## ASSIGNMENT A
In the vba querySelector thread, list every variable that the question's code declares with a Dim statement.
## ASSIGNMENT B
From the vba querySelector thread, extract the passage starting with "I've written some" and going on through "be vastly appreciated.", copying it word for word.

Can't use querySelector in the right way in vba - vba

I've written some code using vba to get all the movie names from a specific webpage out of a torrent site. However, pressing "F8" I could find out that the code works well and prints the results until it hits the last result from that page. As soon as it reaches the last name to parse, the program crashes. I did several times and suffered the same consequences. If vba doesn't support this css selector method then how could I collect results before the last one? Is there any reference to add in the library or something else before execution? Any help on this will be vastly appreciated.
Here is the code I have written:
Sub Torrent_data()
Dim http As New XMLHTTP60, html As New HTMLDocument
Dim movie_name As Object, movie As Object
With http
.Open "GET", "https://www.yify-torrent.org/search/1080p/", False
.send
html.body.innerHTML = .responseText
End With
Set movie_name = html.querySelectorAll("div.mv h3 a")
For Each movie In movie_name
x = x + 1: Cells(x, 1) = movie.innerText
Next movie
End Sub

Try this:
Sub Torrent_data()
Dim http As New XMLHTTP60, html As New HTMLDocument, x As Long
With http
.Open "GET", "https://www.yify-torrent.org/search/1080p/", False
.send
html.body.innerHTML = .responseText
End With
Do
x = x + 1
On Error Resume Next
Cells(x, 1) = html.querySelectorAll("div.mv h3 a")(x - 1).innerText
Loop Until Err.Number = 91
End Sub
This is another way which doesn't need error handler:
Sub GetContent()

[Referring expression pointing data]
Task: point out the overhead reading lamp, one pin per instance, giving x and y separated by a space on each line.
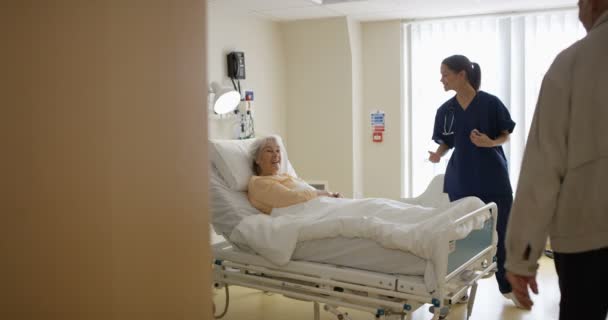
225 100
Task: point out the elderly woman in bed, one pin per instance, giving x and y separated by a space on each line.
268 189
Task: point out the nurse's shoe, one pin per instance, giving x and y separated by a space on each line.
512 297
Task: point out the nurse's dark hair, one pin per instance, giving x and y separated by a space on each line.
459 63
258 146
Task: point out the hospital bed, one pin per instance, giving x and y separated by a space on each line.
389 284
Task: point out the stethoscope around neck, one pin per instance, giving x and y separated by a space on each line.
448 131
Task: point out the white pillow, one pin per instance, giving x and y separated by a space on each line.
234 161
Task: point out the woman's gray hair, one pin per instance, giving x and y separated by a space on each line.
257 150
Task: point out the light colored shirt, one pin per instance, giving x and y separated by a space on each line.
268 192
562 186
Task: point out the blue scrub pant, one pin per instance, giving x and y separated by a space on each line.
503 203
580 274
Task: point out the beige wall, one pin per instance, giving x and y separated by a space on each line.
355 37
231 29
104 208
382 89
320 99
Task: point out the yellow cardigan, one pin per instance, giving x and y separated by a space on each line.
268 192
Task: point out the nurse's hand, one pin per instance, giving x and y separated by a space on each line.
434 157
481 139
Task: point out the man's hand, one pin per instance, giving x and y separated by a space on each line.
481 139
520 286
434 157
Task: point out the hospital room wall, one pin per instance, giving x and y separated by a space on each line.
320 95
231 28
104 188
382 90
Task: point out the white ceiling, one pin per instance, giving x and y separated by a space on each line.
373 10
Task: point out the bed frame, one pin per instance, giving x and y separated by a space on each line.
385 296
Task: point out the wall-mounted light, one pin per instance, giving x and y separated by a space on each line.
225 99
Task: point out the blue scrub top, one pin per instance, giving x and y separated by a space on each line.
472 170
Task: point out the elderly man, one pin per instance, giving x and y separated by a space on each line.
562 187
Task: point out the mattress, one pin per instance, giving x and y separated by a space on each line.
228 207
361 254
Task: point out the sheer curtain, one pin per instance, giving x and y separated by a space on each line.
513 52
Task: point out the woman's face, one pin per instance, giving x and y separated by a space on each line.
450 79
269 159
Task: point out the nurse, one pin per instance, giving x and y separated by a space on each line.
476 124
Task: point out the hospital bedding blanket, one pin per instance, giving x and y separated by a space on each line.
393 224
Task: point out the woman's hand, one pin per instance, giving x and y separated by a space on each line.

## FINAL ANSWER A
http, html, movie_name, movie

## FINAL ANSWER B
I've written some code using vba to get all the movie names from a specific webpage out of a torrent site. However, pressing "F8" I could find out that the code works well and prints the results until it hits the last result from that page. As soon as it reaches the last name to parse, the program crashes. I did several times and suffered the same consequences. If vba doesn't support this css selector method then how could I collect results before the last one? Is there any reference to add in the library or something else before execution? Any help on this will be vastly appreciated.